What is required :: Please put the lines of the listing below into a numbered list, leaving out any blank lines. Include everything from the line containing "the distant mountain" down to the line containing "point(1257, 435)", both of those lines included.
----- Material for this task -----
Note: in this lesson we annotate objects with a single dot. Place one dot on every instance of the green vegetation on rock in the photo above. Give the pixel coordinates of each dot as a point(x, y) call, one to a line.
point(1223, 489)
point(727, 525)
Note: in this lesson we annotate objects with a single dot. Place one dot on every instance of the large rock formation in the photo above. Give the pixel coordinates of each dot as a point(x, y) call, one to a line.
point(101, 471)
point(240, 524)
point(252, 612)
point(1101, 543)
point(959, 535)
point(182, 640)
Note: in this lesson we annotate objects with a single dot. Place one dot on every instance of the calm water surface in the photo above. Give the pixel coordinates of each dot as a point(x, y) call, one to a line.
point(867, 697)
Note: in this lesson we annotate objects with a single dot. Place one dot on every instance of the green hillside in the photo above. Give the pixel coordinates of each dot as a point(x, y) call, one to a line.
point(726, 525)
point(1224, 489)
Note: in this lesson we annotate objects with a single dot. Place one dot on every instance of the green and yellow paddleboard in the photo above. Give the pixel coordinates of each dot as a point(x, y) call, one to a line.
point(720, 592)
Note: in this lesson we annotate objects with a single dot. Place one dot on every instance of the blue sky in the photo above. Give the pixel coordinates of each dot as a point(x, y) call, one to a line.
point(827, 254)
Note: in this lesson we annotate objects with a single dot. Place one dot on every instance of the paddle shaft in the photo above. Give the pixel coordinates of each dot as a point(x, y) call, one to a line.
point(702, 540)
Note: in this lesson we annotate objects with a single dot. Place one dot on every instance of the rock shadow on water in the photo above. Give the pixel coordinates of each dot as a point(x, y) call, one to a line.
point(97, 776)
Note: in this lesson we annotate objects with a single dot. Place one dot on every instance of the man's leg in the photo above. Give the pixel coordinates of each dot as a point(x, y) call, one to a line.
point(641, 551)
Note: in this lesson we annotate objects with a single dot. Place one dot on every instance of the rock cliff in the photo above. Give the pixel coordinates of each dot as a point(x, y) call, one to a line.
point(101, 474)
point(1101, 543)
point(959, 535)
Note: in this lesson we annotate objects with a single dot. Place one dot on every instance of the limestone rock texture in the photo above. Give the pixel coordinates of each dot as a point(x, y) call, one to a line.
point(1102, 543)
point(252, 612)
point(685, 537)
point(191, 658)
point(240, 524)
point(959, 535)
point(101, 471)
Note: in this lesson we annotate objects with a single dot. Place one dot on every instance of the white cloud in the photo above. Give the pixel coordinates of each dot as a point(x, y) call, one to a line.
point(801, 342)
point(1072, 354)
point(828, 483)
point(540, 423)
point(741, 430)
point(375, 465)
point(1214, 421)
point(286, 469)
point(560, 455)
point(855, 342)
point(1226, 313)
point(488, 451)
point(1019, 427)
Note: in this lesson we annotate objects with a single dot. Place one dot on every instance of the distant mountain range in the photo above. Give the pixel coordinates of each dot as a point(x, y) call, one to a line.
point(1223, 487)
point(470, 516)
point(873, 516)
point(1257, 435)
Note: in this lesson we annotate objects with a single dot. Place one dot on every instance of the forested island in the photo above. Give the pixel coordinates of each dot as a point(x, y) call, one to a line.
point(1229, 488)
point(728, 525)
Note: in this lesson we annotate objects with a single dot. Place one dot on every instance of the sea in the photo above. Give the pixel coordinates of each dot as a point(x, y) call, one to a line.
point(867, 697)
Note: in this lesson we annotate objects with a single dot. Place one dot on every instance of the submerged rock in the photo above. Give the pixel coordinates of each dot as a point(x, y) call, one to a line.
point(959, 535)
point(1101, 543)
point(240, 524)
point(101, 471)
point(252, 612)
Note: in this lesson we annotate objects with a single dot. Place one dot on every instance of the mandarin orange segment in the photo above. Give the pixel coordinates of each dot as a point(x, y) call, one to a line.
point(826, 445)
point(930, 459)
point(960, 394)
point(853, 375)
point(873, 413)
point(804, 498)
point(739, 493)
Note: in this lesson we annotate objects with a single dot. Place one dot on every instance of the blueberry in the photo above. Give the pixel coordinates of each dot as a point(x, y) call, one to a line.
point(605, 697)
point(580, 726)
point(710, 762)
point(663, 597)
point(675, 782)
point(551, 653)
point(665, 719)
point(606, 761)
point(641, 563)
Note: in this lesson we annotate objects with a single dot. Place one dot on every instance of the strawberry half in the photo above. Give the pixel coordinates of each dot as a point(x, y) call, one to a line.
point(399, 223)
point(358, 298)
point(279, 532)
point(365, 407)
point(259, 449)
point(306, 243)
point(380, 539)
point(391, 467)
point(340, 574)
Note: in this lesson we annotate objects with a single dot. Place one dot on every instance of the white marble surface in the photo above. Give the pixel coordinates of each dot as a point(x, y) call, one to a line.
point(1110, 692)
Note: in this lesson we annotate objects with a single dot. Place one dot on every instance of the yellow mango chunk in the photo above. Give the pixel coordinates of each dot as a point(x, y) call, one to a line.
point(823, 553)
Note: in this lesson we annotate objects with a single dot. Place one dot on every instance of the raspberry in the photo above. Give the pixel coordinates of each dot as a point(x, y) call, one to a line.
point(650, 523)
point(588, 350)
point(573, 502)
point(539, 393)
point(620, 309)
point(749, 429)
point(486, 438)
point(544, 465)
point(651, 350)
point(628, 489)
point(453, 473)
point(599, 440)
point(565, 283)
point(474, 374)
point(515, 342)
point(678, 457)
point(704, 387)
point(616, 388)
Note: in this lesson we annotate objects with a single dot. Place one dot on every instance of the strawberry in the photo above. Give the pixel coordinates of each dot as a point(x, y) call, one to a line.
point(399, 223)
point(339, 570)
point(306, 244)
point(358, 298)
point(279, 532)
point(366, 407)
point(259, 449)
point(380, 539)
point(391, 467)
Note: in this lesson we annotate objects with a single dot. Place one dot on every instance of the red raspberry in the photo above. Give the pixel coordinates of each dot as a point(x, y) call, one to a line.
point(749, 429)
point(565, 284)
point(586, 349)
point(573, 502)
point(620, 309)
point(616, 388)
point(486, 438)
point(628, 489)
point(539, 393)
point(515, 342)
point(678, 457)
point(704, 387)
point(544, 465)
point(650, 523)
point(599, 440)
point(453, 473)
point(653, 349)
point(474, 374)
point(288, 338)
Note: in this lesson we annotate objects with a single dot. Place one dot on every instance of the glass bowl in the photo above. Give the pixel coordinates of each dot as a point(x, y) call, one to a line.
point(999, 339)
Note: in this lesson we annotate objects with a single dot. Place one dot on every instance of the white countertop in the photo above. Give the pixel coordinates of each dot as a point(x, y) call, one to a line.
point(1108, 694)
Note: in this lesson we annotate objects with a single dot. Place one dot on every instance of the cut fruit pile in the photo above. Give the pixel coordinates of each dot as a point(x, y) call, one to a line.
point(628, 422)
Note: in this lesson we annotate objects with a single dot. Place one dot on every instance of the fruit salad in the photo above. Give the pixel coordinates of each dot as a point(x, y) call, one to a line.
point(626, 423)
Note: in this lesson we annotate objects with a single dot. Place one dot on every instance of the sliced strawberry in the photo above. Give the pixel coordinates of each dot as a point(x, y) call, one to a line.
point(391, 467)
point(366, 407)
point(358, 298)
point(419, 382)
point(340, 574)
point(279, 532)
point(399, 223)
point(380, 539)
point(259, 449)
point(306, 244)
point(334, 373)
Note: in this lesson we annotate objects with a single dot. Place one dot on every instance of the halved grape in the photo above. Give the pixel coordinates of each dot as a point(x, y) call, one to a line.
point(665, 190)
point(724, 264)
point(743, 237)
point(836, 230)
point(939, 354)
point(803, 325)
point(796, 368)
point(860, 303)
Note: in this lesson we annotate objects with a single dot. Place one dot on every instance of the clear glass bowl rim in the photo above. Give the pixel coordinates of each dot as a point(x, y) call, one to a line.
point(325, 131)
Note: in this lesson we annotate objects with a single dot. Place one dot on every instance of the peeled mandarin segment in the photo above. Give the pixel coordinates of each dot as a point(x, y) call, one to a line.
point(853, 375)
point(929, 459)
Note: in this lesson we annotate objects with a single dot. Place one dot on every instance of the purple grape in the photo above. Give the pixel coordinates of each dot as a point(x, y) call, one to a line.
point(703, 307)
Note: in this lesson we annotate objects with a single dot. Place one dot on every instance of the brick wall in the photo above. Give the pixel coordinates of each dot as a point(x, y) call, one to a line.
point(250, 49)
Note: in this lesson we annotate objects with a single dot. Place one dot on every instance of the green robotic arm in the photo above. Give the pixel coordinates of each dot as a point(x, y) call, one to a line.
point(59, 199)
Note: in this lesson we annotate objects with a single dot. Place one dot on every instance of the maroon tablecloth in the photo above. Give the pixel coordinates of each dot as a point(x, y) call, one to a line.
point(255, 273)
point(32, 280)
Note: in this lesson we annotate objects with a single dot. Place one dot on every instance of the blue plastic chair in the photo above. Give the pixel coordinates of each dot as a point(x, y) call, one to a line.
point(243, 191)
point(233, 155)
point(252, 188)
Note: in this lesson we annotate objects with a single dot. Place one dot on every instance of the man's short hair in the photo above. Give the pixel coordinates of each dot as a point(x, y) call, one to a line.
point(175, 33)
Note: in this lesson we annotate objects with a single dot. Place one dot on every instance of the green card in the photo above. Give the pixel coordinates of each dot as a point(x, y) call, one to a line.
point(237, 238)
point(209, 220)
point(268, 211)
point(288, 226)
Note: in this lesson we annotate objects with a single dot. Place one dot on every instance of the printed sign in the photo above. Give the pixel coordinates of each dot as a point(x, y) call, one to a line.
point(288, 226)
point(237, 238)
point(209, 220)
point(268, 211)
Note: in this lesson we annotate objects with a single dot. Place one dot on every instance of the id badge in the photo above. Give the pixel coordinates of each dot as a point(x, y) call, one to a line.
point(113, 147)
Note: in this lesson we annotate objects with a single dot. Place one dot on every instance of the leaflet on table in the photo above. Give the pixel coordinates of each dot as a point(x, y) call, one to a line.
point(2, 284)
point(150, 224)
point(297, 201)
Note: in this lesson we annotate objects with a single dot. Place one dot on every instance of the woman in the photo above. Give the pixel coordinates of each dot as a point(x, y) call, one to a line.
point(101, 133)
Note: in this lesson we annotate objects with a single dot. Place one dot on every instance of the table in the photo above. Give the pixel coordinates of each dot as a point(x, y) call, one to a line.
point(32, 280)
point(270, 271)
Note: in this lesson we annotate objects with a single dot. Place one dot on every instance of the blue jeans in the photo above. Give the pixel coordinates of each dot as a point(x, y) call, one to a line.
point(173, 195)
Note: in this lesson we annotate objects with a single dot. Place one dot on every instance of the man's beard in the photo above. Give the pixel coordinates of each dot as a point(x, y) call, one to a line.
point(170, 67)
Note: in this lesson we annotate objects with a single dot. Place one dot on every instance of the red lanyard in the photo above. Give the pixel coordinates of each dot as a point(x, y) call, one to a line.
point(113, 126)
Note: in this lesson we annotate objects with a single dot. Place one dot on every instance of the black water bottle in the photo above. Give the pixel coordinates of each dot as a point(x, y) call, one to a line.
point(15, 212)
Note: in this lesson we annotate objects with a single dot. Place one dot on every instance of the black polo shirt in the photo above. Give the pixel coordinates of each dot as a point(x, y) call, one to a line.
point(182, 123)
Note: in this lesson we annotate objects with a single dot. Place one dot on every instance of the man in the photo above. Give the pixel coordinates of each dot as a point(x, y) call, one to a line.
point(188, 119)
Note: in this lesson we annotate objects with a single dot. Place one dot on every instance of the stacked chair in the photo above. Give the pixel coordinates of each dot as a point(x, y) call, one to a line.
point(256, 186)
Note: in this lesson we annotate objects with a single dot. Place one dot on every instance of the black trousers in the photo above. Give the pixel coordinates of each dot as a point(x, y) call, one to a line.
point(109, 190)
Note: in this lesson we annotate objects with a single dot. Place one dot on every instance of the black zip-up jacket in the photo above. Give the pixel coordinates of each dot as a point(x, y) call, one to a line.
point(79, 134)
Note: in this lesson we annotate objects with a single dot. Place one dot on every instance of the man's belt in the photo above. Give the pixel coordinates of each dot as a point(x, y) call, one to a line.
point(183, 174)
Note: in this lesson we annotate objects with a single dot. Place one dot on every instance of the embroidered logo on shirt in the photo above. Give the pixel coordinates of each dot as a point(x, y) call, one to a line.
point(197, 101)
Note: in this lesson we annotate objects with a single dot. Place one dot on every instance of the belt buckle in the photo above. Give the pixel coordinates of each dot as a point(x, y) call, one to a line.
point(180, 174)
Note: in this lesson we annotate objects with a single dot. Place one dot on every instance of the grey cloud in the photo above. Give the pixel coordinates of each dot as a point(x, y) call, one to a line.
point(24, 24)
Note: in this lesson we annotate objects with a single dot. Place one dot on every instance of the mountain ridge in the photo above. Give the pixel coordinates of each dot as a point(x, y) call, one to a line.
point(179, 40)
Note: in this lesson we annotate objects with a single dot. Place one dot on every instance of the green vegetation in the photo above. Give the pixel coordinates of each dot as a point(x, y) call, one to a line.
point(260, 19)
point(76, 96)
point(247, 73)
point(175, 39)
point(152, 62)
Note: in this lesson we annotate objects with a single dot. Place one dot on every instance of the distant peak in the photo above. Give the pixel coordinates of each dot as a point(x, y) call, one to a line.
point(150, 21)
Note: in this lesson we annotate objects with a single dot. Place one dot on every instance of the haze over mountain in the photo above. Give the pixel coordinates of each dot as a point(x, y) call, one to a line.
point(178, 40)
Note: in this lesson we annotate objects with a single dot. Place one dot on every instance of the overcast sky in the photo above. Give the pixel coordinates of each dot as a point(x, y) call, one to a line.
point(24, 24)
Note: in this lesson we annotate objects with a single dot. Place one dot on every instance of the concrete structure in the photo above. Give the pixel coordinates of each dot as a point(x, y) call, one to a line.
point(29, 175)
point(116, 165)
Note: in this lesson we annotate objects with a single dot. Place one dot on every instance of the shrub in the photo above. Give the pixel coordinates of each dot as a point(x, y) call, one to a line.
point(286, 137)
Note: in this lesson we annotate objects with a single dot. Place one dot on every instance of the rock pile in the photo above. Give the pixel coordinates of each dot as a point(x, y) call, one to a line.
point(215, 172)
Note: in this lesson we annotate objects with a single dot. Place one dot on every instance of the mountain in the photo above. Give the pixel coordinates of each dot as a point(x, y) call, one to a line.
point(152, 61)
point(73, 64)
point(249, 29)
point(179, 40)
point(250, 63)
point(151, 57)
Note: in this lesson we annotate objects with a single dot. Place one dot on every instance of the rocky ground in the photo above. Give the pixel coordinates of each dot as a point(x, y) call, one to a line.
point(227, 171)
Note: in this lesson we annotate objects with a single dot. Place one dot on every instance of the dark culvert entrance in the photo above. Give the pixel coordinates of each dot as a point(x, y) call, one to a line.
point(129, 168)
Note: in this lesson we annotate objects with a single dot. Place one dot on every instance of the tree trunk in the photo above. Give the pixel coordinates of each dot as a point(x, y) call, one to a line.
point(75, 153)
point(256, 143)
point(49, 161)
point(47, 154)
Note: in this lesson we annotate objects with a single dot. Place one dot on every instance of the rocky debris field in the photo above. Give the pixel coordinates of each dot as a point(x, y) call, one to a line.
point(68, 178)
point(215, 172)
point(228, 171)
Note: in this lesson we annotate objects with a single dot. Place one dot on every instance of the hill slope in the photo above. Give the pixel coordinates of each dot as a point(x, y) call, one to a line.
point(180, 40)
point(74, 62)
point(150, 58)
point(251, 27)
-----
Exercise solution ::
1. Note: in this lesson we annotate objects with a single dot. Place one dot on every instance of the distant mountain range in the photo above. Give the pixel coordinates of each dot as a point(x, y) call, one to a line.
2. point(1223, 487)
3. point(470, 516)
4. point(873, 516)
5. point(1257, 435)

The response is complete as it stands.